═══ SOURCE DATA

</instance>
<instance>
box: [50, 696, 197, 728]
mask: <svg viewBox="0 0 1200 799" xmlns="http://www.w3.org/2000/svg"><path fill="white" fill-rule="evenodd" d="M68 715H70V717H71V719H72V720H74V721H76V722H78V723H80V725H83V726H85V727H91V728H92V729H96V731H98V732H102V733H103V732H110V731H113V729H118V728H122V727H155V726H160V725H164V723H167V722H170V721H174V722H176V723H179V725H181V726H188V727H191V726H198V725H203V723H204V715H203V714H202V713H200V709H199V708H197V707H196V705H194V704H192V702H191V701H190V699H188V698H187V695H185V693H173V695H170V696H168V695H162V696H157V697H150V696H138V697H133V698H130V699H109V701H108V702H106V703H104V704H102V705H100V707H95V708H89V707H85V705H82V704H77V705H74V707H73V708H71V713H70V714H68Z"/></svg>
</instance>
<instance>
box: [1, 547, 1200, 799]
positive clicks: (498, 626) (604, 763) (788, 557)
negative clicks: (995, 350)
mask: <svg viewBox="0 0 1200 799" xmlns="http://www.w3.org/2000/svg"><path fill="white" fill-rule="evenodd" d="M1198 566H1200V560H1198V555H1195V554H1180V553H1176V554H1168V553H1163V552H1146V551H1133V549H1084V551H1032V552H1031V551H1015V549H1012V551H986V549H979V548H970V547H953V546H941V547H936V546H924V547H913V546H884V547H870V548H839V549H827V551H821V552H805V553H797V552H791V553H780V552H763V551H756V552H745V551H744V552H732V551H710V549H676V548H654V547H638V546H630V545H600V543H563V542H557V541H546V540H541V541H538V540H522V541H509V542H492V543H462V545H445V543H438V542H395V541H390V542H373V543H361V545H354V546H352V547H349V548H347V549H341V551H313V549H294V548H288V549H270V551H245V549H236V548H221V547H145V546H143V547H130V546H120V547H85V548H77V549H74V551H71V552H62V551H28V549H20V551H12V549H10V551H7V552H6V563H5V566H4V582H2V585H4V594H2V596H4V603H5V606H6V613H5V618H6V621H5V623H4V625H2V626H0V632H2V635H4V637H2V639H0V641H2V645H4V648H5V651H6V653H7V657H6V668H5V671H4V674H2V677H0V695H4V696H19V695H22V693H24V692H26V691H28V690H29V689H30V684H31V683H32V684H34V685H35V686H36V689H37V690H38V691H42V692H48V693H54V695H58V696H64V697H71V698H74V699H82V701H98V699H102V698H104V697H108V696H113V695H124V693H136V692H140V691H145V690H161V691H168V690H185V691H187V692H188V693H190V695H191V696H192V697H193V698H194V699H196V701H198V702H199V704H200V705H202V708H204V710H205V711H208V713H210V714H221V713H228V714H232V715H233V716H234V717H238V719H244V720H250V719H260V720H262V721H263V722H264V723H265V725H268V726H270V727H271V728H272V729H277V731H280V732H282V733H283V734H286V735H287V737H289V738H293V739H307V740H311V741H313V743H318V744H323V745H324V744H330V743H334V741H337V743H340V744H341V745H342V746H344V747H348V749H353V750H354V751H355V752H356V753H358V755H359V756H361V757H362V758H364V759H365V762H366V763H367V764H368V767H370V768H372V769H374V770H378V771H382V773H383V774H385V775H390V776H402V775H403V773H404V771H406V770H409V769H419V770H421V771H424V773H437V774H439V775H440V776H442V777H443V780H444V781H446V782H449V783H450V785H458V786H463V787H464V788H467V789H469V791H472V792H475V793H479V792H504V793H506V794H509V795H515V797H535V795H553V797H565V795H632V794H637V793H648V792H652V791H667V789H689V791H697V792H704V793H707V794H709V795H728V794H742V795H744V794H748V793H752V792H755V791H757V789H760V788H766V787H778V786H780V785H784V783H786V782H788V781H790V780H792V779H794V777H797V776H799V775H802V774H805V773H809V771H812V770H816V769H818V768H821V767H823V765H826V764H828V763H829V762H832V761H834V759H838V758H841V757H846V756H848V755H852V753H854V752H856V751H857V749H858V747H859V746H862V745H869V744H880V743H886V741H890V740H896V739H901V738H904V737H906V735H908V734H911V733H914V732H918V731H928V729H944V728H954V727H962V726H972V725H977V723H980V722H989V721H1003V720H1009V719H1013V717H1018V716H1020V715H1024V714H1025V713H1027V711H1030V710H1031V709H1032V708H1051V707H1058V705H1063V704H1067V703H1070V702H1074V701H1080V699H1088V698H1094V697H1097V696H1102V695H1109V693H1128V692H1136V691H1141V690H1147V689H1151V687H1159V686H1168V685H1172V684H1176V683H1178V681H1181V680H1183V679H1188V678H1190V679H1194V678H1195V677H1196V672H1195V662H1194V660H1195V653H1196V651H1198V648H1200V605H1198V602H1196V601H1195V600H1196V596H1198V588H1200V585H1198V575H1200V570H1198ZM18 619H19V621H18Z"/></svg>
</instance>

══════
═══ SOURCE DATA

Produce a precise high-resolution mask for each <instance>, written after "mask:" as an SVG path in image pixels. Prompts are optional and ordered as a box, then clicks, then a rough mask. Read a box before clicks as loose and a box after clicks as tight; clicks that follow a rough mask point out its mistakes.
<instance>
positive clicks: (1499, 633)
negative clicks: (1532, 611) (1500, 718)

══════

__THE TASK__: Scan the lines above, and whenever one holds the string "positive", copy it.

__TASK RESPONSE__:
positive clicks: (498, 626) (604, 763) (788, 557)
positive clicks: (1499, 633)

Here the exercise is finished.